Enunciado —
En las entradas de abajo, copia sin ningún cambio todo lo que va desde la línea que contiene "Spot the white" hasta la línea que contiene "(1199, 118)", ambas incluidas.

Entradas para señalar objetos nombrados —
┌────────
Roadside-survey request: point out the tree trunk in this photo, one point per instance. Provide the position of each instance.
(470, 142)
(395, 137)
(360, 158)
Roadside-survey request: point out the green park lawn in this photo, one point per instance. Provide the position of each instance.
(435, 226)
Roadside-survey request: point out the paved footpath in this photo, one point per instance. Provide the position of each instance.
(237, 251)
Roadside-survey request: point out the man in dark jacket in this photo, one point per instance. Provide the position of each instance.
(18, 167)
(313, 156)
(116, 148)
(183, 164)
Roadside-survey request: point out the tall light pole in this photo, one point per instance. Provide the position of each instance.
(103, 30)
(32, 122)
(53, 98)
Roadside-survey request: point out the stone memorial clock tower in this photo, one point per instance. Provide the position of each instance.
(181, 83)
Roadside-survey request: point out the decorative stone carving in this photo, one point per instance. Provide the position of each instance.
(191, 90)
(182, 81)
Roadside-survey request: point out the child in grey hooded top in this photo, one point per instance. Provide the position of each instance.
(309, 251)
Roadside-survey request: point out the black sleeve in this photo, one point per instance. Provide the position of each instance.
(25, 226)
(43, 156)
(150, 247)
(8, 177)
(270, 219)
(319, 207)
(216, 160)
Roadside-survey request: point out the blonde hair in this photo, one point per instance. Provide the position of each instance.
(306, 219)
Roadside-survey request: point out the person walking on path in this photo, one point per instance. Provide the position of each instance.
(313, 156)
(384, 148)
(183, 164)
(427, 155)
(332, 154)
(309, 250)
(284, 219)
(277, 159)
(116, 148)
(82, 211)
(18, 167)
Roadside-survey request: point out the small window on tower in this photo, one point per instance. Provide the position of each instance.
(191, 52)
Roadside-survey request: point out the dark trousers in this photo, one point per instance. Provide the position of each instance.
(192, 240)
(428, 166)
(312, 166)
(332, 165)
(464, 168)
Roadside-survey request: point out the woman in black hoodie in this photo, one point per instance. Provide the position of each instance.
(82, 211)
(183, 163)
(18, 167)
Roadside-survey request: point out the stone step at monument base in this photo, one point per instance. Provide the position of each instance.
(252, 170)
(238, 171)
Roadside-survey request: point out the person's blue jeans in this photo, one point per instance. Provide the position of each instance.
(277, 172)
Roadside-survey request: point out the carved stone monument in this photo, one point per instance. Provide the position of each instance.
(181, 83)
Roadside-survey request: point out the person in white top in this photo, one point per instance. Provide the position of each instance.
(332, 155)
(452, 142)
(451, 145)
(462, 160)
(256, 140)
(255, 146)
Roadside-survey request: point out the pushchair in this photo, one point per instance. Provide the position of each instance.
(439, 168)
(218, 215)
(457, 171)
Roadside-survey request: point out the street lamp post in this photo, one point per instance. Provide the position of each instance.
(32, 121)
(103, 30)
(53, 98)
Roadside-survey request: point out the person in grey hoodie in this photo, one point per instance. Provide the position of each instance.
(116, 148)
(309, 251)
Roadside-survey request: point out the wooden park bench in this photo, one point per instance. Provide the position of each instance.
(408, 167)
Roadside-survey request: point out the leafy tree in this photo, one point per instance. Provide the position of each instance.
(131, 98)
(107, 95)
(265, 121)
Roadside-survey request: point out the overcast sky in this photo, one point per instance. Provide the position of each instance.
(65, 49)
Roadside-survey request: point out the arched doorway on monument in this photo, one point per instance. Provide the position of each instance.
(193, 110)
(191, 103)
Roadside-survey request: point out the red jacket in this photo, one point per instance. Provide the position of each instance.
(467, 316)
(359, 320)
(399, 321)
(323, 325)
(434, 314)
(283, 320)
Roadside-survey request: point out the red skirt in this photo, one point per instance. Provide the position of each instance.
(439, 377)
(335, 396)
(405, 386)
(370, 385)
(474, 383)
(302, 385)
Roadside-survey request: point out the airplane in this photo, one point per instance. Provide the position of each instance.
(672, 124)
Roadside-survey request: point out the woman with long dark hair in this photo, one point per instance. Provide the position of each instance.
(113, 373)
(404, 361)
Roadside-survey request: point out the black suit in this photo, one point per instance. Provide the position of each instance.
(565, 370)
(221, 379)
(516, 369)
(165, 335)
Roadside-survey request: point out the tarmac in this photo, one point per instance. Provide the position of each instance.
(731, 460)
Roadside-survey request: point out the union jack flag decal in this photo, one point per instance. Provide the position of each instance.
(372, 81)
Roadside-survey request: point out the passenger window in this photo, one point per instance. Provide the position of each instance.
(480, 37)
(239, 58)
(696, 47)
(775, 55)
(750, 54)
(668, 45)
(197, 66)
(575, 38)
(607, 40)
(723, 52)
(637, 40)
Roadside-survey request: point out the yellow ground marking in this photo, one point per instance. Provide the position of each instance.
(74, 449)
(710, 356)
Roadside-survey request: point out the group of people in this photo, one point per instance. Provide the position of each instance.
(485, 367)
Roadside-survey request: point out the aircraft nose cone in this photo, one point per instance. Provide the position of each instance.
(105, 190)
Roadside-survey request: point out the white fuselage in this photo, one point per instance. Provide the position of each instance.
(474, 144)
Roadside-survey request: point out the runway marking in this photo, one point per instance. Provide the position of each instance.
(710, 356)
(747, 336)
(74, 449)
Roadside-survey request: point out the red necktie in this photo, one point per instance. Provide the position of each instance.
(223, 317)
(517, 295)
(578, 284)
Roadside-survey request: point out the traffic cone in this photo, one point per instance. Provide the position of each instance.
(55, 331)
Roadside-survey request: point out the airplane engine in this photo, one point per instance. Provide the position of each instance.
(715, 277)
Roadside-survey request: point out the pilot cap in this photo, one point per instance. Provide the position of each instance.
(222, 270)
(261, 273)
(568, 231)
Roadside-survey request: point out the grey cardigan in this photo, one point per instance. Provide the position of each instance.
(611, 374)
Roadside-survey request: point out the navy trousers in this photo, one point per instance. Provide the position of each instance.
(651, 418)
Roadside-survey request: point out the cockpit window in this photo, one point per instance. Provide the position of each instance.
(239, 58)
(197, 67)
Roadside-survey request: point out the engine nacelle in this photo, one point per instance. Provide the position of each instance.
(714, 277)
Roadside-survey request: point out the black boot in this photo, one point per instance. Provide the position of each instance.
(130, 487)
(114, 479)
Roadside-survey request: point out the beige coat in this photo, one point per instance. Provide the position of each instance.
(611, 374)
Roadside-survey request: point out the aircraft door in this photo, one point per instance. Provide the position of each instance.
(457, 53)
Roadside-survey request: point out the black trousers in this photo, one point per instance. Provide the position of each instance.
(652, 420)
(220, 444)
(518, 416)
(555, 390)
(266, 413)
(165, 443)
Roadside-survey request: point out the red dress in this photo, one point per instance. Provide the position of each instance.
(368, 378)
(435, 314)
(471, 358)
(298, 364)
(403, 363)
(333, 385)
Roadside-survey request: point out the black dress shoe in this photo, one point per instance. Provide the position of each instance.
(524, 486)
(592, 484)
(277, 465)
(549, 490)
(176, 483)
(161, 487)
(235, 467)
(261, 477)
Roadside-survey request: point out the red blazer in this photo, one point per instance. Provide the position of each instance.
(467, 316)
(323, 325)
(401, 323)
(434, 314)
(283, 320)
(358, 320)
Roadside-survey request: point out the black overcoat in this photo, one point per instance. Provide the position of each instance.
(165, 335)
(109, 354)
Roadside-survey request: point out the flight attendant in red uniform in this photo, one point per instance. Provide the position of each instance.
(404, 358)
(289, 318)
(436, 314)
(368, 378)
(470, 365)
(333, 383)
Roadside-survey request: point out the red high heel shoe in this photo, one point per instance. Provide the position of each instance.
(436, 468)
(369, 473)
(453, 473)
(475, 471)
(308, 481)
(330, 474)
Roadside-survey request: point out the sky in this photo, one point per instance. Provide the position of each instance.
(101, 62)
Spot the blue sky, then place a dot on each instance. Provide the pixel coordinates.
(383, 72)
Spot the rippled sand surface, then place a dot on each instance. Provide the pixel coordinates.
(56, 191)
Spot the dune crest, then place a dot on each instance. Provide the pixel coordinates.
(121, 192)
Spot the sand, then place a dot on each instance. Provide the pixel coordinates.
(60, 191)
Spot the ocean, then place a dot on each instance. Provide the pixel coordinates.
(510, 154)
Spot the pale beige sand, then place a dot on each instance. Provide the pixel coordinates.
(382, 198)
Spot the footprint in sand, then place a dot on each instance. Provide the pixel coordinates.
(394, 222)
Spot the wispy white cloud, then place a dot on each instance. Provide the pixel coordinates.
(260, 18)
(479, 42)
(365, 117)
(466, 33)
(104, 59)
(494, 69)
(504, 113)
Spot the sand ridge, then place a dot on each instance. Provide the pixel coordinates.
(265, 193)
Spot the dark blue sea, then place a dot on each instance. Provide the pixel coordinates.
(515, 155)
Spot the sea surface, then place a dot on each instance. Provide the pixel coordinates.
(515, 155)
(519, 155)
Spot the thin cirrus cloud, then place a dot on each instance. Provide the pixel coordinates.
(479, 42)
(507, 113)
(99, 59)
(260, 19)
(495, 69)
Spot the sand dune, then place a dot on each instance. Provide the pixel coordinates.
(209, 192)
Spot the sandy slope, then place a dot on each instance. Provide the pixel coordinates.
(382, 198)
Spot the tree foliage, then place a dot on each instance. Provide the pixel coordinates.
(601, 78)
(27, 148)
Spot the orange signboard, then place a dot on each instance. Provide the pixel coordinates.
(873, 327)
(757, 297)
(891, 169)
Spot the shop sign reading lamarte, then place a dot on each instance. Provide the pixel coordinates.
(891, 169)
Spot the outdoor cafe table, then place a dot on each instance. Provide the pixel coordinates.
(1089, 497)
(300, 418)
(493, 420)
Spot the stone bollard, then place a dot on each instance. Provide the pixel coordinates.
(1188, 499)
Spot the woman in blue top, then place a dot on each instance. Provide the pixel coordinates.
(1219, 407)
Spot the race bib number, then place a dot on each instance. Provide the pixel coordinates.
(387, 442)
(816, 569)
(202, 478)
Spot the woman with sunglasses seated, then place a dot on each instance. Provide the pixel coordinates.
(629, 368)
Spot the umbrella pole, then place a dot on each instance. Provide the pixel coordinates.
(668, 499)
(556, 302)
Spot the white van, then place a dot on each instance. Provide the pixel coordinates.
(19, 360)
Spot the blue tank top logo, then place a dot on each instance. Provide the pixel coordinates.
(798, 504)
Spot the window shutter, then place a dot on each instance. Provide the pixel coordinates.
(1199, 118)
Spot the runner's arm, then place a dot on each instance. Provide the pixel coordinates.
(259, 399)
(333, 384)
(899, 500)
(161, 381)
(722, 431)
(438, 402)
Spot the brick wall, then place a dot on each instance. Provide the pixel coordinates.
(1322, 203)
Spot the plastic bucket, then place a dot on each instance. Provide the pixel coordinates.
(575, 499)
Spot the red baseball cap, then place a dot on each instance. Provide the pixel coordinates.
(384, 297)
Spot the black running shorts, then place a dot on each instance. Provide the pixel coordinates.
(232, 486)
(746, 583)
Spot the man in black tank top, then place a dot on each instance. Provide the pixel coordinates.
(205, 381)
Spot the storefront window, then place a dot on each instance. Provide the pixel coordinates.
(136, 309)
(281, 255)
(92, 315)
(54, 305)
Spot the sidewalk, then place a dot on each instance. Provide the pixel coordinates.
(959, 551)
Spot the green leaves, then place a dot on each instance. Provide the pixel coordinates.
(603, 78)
└────────
Respuesta —
Spot the white van, then place a dot on each instance. Provide the pixel coordinates.
(19, 360)
Spot the blue tank top logo, then place a dot on each instance. Provide the pixel coordinates.
(798, 504)
Spot the window shutter, then place a dot on each instance. Provide the pixel coordinates.
(1199, 118)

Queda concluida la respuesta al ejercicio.